GOAL OF THE EXERCISE →
Rewrite the fishing thread starting at "Looks like you" and ending at "Looks like <1'.", using "successful" in place of "productive".

GIVEN TEXT →
# The rigson the 9th and 10th



## MissKristy (Dec 1, 2007)

Left orange beach at 11am stopped at rigs and limit out on Ajs then we head for the Neptune get there and catch to yellow fin then the bite stops jig there and at marlin all night and end up keeping 15 black fin the water was real blue there I wil have the pics on here soon


----------



## PurpleNGold (Mar 15, 2011)

Smooth ride out








First victim to the sharks.








Matts AJ








First Floater, Neptune 








As the sun started setting we had good surface action but it was short lived and the sharks were thick!








Chris with his YFT








Night time shot of the Neptune








After night fall, we made a run to the Marlin.








Me and my first BFT


----------



## MSViking (Oct 11, 2007)

Looks like you had a productive trip, glad it all came together for you! Thanks for posting!


----------



## CAPEHORN 31 (Jan 13, 2011)

Nice job!! Good looking mixed bag of fine eats!! Couldn't ask for a calmer day. Looks like <1'.
Congrats!! Did you drop any Squidtail's down? I know you said you were goin to try em. Let me know.:thumbsup:


----------



## PurpleNGold (Mar 15, 2011)

Matt was using a squid tail when he caught the AJ in the pic.

INFORMATION SHOWN →
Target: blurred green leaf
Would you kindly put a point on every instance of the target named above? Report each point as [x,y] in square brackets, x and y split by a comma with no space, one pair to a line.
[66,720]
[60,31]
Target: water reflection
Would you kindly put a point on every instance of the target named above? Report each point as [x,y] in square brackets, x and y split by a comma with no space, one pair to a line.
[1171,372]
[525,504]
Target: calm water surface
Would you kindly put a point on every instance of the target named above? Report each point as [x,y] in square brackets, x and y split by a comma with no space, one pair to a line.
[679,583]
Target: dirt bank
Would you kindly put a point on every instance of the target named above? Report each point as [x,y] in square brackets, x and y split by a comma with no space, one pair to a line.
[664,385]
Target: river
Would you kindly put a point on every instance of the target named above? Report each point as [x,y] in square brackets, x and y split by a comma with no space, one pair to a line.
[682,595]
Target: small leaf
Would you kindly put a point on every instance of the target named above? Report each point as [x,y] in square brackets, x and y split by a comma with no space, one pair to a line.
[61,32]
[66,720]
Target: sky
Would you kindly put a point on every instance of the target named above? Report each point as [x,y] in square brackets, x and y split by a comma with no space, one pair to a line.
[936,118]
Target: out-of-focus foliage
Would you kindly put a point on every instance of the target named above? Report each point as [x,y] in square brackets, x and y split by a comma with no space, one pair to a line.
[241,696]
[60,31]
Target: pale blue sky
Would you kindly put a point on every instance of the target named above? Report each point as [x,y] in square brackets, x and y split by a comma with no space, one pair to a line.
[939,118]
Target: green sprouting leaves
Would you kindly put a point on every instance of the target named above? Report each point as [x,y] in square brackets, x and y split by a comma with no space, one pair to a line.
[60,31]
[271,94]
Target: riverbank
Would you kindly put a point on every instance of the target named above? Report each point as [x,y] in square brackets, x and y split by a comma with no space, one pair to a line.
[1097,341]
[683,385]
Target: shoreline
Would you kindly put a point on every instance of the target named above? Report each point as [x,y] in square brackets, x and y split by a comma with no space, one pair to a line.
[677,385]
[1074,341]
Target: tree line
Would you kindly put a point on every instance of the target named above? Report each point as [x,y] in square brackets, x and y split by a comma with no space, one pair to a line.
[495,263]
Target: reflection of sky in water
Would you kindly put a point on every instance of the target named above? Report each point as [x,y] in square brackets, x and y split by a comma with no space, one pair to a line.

ANSWER BELOW →
Looks like you had a successful trip, glad it all came together for you! Thanks for posting!


----------



## CAPEHORN 31 (Jan 13, 2011)

Nice job!! Good looking mixed bag of fine eats!! Couldn't ask for a calmer day. Looks like <1'.